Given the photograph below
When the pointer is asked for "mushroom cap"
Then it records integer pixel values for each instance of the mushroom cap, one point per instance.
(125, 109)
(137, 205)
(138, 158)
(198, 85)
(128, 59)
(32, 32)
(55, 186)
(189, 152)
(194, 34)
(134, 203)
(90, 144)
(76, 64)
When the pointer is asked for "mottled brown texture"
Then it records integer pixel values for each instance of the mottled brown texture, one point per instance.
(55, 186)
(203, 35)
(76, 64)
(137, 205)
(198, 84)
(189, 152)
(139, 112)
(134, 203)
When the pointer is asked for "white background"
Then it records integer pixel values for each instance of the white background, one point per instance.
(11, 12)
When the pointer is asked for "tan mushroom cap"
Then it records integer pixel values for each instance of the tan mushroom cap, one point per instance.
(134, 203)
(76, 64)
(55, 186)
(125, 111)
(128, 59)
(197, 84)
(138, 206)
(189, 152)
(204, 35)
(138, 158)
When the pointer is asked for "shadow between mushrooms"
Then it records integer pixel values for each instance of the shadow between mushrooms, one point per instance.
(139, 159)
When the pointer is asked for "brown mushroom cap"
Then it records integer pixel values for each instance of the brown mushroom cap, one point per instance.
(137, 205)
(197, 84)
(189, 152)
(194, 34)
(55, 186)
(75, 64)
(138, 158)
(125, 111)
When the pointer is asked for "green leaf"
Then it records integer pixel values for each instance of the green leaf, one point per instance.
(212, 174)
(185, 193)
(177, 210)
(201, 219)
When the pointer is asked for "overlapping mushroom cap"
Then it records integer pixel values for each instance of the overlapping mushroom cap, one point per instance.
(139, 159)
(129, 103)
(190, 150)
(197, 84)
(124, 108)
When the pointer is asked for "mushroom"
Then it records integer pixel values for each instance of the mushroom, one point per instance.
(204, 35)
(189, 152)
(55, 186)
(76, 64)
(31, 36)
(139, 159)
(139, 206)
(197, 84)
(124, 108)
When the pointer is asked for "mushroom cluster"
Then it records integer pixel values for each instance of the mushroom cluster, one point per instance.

§ EXERCISE: The whole listing must be reproduced exactly. Do not skip a line.

§ TASK RESPONSE:
Given the photograph below
When the pointer is asked for "mushroom cap"
Then it records integer pixel values for each instance of the mushroom cap, one point per instance.
(125, 109)
(137, 205)
(138, 158)
(198, 85)
(128, 59)
(32, 32)
(55, 186)
(189, 152)
(194, 34)
(134, 203)
(90, 144)
(76, 64)
When the pointer is asked for "mottled brown texture"
Then it records integer pixel values for each instance of the mottled brown texture, one point per instance.
(55, 186)
(203, 35)
(76, 64)
(137, 205)
(198, 84)
(189, 152)
(139, 112)
(134, 203)
When the pointer is asked for "white background"
Then it records integer pixel values for each instance of the white background, one point per instance.
(11, 12)
When the pointer is asked for "tan mushroom cap"
Then it records integer pixel values for each instance of the tan mushroom cap, one point per instance.
(134, 203)
(76, 64)
(55, 186)
(125, 111)
(128, 59)
(197, 84)
(138, 206)
(189, 152)
(204, 35)
(138, 158)
When the pointer is asked for "shadow between mushrooms"
Then it records integer pixel values for each instance of the shadow between mushrooms, one point per instance.
(139, 159)
When the pointer is asked for "brown mushroom cap"
Then it records integer pixel values for each instance of the brown mushroom cap, one point per instance.
(137, 205)
(197, 84)
(189, 152)
(194, 34)
(55, 186)
(75, 64)
(138, 158)
(125, 111)
When the pointer is asked for "green leaf"
Then it records integer pixel values for each instance of the green leaf, one point per instance.
(212, 174)
(185, 193)
(177, 210)
(201, 219)
When the pointer is asked for "overlapping mushroom cap"
Then it records integer pixel values for each instance of the overlapping mushroom cap, one point per instance.
(139, 159)
(129, 103)
(190, 150)
(197, 84)
(124, 108)
When the pointer is asked for "mushroom"
Then it records integer pixel values for each instance of the mushroom, one point per instance.
(204, 35)
(189, 152)
(55, 186)
(76, 64)
(31, 36)
(139, 159)
(139, 206)
(197, 84)
(124, 108)
When the pointer is asked for "mushroom cluster"
Then it records integer pixel values for each instance of the mushroom cluster, one point per instance.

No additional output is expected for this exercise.